> _FRAGMENTO DEL TEXTO_:

....

“Los intereses particulares hacen olvidar fácilmente los públicos”-Montesquieu.

Los grupos de interés representados en las industrias, el comercio y los servicios, siempre tratan, en países con las deficiencias institucionales de la República Dominicana, de hacer prevalecer sus intereses tratando de pagar menos al Estado, ganar más con el Estado y pedir más al Estado. Ese comportamiento ha sido la regla de oro de la relación Estado-empresa desde que la nación iniciara su trayectoria de vida democrática.

Ciertamente, algunas empresas, a veces organizadas en gremios eficientes o decorativos, son más radicales que otras en sus pretensiones de llevárselo todo, dejando al Estado algunas migajas del pastel de las actividades reproductivas. Como si fuera poco, al margen de la participación actual para nada equitativa del Estado en las ganancias percibidas, también logran imponer, en diversos ámbitos productivos, elevados sobrecostos al sistema económico, los cuales terminan pagando inevitablemente los indefensos contribuyentes.

....

> _FILAS EXTRAÍDAS_:
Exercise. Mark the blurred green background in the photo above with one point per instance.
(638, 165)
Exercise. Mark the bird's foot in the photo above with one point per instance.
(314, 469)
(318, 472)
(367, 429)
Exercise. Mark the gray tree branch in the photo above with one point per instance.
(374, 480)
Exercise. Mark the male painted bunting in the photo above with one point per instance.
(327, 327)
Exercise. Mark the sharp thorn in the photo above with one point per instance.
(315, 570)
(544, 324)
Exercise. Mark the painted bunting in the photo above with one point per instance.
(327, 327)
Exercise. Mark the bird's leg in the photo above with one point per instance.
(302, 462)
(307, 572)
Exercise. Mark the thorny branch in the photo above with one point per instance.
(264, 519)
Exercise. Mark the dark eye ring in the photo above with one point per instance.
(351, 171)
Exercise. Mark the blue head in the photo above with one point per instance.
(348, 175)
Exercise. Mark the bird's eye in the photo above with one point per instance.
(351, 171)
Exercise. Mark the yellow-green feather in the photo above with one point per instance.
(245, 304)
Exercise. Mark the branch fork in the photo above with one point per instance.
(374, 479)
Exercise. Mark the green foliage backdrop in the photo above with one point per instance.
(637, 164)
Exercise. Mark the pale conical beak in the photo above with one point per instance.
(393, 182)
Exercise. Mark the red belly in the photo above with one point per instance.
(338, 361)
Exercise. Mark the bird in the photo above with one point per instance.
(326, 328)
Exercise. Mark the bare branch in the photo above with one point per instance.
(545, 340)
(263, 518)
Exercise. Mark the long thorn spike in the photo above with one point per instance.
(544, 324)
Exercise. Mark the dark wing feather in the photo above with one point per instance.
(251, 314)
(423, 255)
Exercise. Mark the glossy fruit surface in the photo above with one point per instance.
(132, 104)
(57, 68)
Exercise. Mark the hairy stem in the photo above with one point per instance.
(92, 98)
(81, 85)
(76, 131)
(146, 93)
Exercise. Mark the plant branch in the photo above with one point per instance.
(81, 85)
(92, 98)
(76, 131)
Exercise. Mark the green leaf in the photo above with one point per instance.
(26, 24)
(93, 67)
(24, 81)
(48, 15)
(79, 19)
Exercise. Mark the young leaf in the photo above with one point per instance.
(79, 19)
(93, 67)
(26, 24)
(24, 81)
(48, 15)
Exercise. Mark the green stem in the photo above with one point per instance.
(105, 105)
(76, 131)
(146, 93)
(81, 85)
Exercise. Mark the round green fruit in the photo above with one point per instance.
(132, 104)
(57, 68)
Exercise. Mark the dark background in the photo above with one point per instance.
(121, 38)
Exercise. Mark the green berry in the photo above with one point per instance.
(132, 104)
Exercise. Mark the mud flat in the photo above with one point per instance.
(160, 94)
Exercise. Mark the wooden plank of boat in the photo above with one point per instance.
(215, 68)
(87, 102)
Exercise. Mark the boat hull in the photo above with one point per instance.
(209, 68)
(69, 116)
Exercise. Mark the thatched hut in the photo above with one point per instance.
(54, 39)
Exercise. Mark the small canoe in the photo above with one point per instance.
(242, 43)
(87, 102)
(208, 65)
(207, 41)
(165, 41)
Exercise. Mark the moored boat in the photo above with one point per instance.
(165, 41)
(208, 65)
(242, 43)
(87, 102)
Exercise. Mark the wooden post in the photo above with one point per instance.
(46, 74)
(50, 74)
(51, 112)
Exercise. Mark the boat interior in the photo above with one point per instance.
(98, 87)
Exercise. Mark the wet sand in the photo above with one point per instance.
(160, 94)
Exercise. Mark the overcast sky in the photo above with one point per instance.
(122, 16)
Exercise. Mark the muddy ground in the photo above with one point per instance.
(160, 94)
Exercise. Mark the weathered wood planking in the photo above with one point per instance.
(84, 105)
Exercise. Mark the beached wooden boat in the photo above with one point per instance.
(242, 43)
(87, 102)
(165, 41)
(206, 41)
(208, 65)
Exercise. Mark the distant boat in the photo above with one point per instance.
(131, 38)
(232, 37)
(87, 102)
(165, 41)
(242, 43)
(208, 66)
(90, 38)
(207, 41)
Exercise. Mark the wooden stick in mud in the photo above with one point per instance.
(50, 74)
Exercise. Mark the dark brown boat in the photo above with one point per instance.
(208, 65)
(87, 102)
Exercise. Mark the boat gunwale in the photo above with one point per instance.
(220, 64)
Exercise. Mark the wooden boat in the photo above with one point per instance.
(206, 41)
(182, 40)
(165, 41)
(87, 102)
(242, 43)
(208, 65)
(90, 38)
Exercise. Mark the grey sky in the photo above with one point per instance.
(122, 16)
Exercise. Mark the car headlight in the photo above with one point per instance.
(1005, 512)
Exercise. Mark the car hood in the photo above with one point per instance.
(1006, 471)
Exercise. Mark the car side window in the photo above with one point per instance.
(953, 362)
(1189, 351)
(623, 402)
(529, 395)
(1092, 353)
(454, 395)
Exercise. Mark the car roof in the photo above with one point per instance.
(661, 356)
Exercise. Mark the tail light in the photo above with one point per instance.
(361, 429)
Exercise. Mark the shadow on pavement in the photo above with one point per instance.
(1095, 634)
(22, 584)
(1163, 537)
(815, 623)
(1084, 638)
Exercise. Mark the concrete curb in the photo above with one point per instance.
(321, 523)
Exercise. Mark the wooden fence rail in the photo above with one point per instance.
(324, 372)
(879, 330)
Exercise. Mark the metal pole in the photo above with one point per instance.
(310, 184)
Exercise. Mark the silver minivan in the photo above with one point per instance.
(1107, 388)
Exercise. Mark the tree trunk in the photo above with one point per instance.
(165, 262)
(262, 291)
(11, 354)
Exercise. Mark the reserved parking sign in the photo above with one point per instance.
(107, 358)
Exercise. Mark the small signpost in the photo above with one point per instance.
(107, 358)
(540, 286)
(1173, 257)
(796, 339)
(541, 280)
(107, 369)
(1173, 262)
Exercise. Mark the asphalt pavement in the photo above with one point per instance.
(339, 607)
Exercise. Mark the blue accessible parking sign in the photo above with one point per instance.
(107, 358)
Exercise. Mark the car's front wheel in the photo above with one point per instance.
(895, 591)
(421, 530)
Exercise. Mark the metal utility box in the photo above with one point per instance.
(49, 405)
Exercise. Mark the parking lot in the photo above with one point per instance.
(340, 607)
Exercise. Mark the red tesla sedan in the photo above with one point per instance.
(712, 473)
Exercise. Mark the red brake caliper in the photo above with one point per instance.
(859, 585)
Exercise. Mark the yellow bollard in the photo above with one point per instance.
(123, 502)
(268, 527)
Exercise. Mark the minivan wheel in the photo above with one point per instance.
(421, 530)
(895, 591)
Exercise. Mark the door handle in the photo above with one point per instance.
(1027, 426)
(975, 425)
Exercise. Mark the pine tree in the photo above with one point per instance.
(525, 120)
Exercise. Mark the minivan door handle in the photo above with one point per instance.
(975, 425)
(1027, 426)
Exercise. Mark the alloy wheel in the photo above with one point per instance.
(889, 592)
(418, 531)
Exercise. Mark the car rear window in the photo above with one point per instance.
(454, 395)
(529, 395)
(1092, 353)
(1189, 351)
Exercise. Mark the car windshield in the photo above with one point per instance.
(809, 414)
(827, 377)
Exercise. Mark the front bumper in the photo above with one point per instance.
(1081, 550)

....

> _TAREAS DEL EJERCICIO_:
• a. Según el texto sobre los grupos de interés, ¿qué tres cosas tratan de hacer esos grupos en su relación con el Estado? Enuméralas todas.
• b. Responde, con base en el texto sobre los grupos de interés, las siguientes preguntas:
(i) ¿A quién se atribuye la cita inicial?
(ii) ¿Desde cuándo ese comportamiento ha sido la regla de oro de la relación Estado-empresa?
(iii) ¿Quiénes terminan pagando los elevados sobrecostos impuestos al sistema económico?
• c. Transcribe del texto sobre los grupos de interés el pasaje que va desde "Los grupos de" hasta "de vida democrática.", incluidas ambas partes.

> _RESPUESTAS POR TAREA_:
• a.
- Pagar menos al Estado
- Ganar más con el Estado
- Pedir más al Estado

• b.
(i) A Montesquieu.
(ii) Desde que la nación iniciara su trayectoria de vida democrática.
(iii) Los indefensos contribuyentes.

• c.
Los grupos de interés representados en las industrias, el comercio y los servicios, siempre tratan, en países con las deficiencias institucionales de la República Dominicana, de hacer prevalecer sus intereses tratando de pagar menos al Estado, ganar más con el Estado y pedir más al Estado. Ese comportamiento ha sido la regla de oro de la relación Estado-empresa desde que la nación iniciara su trayectoria de vida democrática.